**Ziel der Aufgabe**
Gib die Datensätze ab der Zeile mit "target | white plaster wall" bis zum Ende der Datensätze erneut wieder und tausche dabei "plaster" gegen "brick". Alles andere bleibt unverändert.
◆ ◆ ◆ ◆ ◆
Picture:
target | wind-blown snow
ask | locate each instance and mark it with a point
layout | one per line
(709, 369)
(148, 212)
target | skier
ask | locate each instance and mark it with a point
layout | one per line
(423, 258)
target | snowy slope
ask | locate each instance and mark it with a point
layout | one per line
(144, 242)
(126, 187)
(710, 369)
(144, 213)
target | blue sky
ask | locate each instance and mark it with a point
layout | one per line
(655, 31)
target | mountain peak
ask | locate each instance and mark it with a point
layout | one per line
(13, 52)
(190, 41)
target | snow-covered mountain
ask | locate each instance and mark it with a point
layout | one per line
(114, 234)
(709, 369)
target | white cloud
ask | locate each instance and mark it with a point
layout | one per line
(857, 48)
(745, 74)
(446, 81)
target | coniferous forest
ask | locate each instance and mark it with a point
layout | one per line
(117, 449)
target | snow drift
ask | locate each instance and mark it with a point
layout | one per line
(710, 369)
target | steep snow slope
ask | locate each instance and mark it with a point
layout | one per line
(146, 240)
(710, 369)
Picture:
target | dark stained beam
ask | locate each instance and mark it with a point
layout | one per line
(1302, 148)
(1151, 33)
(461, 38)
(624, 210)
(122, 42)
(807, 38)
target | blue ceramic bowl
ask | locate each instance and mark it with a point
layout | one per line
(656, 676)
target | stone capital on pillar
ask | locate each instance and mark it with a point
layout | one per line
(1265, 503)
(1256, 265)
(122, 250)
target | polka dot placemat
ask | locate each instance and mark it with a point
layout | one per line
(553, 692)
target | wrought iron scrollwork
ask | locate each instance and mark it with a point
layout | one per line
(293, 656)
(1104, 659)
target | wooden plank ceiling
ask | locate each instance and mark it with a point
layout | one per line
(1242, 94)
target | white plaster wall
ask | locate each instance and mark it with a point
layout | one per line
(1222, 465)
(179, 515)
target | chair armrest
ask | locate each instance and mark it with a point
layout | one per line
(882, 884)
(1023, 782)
◆ ◆ ◆ ◆ ◆
**Schriftliche Antwort**
target | white brick wall
ask | locate each instance and mark it with a point
layout | one per line
(1222, 465)
(179, 515)
target | chair armrest
ask | locate each instance and mark it with a point
layout | one per line
(882, 884)
(1023, 782)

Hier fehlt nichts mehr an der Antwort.